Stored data

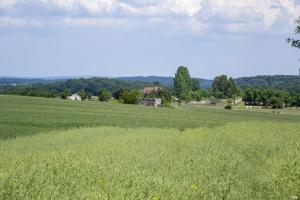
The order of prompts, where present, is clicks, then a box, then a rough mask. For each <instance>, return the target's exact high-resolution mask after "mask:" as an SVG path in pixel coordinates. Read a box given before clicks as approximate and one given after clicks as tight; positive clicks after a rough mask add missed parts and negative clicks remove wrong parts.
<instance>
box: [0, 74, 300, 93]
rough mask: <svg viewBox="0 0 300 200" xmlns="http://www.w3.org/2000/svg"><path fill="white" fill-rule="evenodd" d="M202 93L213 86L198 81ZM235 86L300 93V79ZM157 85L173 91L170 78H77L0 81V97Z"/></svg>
mask: <svg viewBox="0 0 300 200" xmlns="http://www.w3.org/2000/svg"><path fill="white" fill-rule="evenodd" d="M198 80H199V82H200V86H201V88H202V89H205V90H207V91H209V90H210V87H211V85H212V83H213V81H212V80H207V79H198ZM234 81H235V82H236V84H237V86H238V87H239V88H241V89H245V88H246V87H247V86H253V87H254V88H257V89H261V88H265V89H267V88H272V89H277V90H281V91H286V92H289V93H291V94H299V93H300V77H299V76H292V75H274V76H255V77H242V78H238V79H235V80H234ZM152 85H160V86H165V87H169V88H172V87H173V77H161V76H149V77H141V76H138V77H119V78H78V79H70V80H64V79H59V80H55V79H26V78H0V94H16V95H26V96H42V97H56V96H60V95H61V94H62V93H63V92H64V91H65V90H68V91H69V92H71V93H73V92H79V91H85V92H88V93H90V94H91V95H97V94H98V91H99V89H107V90H109V91H110V92H112V93H113V92H115V91H117V90H119V89H128V90H132V89H140V88H143V87H145V86H152Z"/></svg>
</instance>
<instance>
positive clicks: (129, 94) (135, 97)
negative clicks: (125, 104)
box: [121, 90, 140, 104]
mask: <svg viewBox="0 0 300 200" xmlns="http://www.w3.org/2000/svg"><path fill="white" fill-rule="evenodd" d="M139 96H140V93H139V91H136V90H133V91H124V92H123V93H122V95H121V99H122V100H123V103H125V104H137V98H138V97H139Z"/></svg>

◆ **Task brief**
Copy every one of the rows above word for word, leaving out the pictures.

◆ **Response to this exercise**
The order of prompts, where present, is clicks, then a box, then a rough mask. For each <instance>, return the target's exact high-resolution mask after "mask:" as an SVG path in pixel coordinates. Read a box given before clicks as approximate and one given after clicks as tight; positive clicks after a rough mask add missed parts and negative clicks remove wrong parts.
<instance>
box: [0, 74, 300, 93]
rough mask: <svg viewBox="0 0 300 200" xmlns="http://www.w3.org/2000/svg"><path fill="white" fill-rule="evenodd" d="M202 93L213 86L198 81ZM235 86L300 93V79ZM157 85L173 91L170 78H77L0 81V97Z"/></svg>
mask: <svg viewBox="0 0 300 200" xmlns="http://www.w3.org/2000/svg"><path fill="white" fill-rule="evenodd" d="M198 80H199V82H200V86H201V88H202V89H205V90H207V91H209V90H210V87H211V85H212V83H213V81H212V80H207V79H198ZM234 81H235V82H236V84H237V86H238V87H239V88H241V89H245V88H246V87H247V86H253V87H254V88H257V89H261V88H265V89H267V88H272V89H277V90H281V91H286V92H289V93H291V94H299V93H300V77H299V76H292V75H274V76H255V77H242V78H238V79H235V80H234ZM152 85H160V86H165V87H169V88H172V87H173V77H161V76H149V77H141V76H138V77H119V78H78V79H70V80H64V79H59V80H55V79H26V78H0V94H16V95H26V96H42V97H56V96H60V95H61V94H62V93H63V92H64V91H65V90H68V91H69V92H71V93H73V92H79V91H85V92H88V93H90V94H91V95H97V94H98V91H99V89H107V90H109V91H110V92H112V93H113V92H115V91H117V90H119V89H128V90H132V89H140V88H143V87H145V86H152Z"/></svg>
</instance>
<instance>
positive clicks: (129, 94) (135, 97)
negative clicks: (125, 104)
box: [121, 90, 140, 104]
mask: <svg viewBox="0 0 300 200" xmlns="http://www.w3.org/2000/svg"><path fill="white" fill-rule="evenodd" d="M139 96H140V93H139V91H136V90H133V91H124V92H123V93H122V95H121V99H122V100H123V103H125V104H137V98H138V97H139Z"/></svg>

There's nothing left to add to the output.